━━ Supplied information

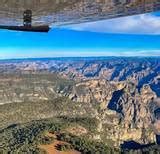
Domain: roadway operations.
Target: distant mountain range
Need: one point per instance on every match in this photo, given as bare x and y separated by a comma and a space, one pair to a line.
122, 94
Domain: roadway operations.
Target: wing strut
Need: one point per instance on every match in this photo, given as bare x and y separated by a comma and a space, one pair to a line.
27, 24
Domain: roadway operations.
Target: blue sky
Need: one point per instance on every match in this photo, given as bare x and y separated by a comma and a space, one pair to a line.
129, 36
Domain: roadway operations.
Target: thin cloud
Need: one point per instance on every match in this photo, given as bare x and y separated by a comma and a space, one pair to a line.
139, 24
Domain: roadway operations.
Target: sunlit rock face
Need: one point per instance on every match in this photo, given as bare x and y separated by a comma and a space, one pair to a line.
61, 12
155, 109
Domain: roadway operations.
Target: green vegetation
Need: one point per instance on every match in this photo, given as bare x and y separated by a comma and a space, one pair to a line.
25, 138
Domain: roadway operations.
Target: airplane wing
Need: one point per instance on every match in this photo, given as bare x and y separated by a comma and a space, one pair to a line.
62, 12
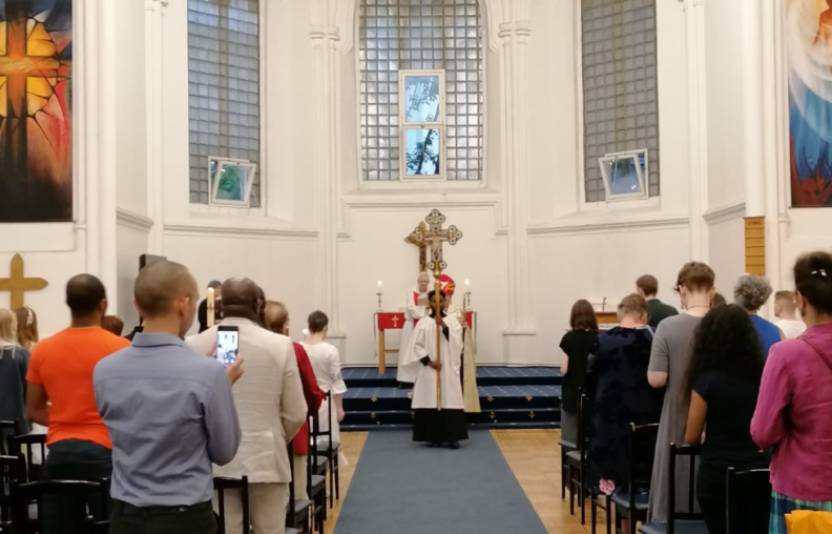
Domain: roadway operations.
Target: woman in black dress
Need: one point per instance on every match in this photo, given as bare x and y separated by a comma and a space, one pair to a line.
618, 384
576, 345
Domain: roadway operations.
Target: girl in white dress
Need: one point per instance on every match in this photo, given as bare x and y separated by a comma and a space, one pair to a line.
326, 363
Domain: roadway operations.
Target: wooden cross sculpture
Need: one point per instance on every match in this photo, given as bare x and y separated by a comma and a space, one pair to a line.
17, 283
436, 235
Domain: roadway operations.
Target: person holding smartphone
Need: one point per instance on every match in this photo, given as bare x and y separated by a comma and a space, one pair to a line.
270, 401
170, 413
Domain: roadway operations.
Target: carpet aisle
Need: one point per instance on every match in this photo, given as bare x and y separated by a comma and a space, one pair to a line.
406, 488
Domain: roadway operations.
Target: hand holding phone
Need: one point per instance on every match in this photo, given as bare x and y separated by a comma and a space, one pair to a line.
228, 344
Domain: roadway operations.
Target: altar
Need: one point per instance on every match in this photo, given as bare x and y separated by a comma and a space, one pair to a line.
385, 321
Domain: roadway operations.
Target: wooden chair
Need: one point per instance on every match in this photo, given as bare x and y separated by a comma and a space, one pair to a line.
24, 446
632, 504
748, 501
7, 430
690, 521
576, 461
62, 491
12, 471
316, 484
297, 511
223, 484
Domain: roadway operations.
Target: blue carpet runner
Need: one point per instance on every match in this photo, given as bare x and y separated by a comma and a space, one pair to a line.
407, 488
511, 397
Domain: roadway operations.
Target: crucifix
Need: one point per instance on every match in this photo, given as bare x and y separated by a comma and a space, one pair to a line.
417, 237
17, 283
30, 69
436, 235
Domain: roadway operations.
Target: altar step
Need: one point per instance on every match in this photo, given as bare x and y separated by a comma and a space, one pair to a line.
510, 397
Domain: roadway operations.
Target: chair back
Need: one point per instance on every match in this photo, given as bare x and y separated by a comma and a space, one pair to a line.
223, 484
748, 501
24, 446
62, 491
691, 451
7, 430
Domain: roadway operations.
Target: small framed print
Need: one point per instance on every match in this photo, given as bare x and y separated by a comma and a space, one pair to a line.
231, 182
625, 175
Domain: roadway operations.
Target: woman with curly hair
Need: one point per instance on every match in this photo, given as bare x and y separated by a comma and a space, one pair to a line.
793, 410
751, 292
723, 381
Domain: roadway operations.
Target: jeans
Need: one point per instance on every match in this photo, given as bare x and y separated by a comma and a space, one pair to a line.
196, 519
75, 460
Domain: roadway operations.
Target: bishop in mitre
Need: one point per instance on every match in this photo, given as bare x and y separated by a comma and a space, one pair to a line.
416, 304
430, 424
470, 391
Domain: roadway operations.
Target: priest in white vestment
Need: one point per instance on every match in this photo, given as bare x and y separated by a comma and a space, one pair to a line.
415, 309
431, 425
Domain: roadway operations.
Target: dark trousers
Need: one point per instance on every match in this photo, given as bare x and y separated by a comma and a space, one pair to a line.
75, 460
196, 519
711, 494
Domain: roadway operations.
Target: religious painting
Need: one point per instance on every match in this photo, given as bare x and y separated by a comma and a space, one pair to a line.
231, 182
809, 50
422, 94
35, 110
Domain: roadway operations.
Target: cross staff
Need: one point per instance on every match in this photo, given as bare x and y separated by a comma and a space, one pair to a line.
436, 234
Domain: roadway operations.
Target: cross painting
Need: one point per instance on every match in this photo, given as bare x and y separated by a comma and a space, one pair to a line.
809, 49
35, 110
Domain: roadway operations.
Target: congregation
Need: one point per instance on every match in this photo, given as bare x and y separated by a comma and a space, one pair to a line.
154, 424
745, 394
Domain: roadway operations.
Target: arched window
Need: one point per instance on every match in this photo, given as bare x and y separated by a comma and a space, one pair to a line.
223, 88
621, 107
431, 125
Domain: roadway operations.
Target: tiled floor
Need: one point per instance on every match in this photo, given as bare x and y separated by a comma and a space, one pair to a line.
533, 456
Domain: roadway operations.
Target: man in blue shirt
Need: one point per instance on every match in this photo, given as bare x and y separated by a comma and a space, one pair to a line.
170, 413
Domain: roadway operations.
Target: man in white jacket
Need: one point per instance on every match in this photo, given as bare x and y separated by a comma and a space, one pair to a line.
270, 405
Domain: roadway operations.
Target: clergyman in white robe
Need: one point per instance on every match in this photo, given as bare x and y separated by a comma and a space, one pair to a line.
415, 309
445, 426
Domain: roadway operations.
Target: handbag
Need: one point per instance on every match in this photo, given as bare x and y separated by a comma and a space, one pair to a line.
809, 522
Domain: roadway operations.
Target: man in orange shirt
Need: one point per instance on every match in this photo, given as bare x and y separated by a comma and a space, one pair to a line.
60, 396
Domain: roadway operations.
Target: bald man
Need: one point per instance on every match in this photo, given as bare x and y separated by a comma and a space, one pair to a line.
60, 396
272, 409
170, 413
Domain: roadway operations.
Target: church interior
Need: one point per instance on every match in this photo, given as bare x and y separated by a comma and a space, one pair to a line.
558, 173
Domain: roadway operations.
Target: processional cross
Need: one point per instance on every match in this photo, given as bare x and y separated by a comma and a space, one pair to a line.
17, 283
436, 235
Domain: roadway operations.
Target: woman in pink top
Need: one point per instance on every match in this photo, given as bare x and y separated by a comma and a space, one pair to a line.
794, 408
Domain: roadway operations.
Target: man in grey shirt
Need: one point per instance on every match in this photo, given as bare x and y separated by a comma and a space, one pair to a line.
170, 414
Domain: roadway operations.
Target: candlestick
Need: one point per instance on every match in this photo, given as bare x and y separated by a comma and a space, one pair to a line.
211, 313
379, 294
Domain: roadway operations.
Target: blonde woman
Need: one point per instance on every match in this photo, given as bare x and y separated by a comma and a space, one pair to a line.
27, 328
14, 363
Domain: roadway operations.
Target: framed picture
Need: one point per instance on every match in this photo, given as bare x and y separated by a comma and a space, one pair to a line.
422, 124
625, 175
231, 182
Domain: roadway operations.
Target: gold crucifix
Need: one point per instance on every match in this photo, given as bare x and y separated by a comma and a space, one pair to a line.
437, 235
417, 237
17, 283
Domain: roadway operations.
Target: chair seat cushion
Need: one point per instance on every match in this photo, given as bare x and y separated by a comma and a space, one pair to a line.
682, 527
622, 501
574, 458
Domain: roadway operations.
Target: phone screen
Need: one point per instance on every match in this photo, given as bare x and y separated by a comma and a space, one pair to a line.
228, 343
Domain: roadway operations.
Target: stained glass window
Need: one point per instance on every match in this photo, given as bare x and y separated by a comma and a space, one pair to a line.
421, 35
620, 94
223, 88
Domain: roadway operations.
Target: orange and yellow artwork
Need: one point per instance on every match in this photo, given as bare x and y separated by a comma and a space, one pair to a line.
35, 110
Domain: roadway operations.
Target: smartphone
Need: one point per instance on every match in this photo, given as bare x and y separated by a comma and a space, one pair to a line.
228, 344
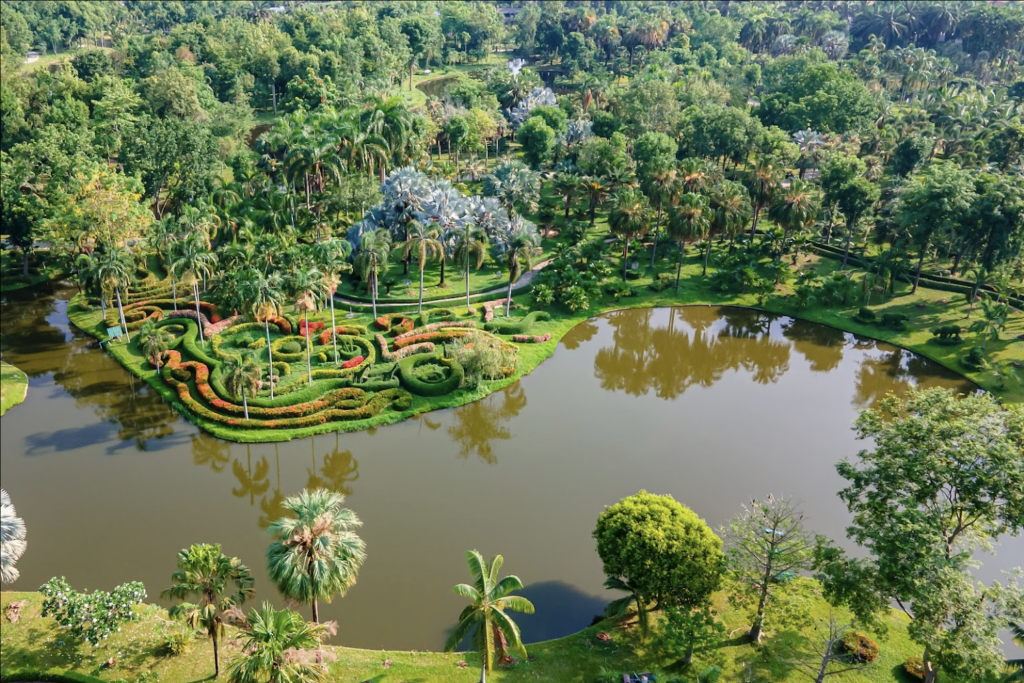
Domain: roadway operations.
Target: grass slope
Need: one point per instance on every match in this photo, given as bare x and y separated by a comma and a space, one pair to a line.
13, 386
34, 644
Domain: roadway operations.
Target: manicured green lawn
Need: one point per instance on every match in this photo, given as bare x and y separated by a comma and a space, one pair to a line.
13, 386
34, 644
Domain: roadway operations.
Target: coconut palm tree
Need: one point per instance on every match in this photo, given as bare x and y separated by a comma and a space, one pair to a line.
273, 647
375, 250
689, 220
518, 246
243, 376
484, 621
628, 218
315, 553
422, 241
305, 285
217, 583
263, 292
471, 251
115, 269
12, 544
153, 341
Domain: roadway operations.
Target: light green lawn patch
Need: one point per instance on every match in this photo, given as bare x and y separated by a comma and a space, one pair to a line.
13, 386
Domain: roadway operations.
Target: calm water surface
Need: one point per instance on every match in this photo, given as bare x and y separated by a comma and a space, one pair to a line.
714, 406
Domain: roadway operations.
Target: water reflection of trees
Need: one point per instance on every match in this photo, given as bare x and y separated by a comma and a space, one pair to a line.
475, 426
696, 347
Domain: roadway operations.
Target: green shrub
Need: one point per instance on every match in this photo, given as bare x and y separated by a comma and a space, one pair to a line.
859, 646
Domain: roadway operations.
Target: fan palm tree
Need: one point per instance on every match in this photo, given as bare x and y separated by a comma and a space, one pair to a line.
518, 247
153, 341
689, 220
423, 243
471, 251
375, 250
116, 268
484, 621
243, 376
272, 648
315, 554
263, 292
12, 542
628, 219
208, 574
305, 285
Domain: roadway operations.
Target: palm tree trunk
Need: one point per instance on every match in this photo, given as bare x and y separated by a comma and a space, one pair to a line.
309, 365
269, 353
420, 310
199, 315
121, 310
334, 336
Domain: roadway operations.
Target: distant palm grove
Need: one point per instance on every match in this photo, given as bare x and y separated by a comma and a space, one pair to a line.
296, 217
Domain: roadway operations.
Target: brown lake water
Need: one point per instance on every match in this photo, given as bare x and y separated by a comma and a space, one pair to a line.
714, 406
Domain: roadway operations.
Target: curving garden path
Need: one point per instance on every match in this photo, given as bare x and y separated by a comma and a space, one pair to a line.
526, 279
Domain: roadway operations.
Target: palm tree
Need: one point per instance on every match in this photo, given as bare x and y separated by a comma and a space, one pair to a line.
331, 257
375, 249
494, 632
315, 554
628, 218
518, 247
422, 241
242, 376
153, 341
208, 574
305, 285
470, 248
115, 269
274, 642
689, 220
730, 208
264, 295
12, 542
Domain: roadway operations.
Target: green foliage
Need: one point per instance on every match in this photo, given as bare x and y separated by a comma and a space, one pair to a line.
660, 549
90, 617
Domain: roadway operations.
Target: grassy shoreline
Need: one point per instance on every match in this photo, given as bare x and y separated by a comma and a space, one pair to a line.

━━━━

# Exercise directions
Please pull out every line above that contains the string "framed", matching case exactly.

# Worked solution
Target: small framed print
Target: framed picture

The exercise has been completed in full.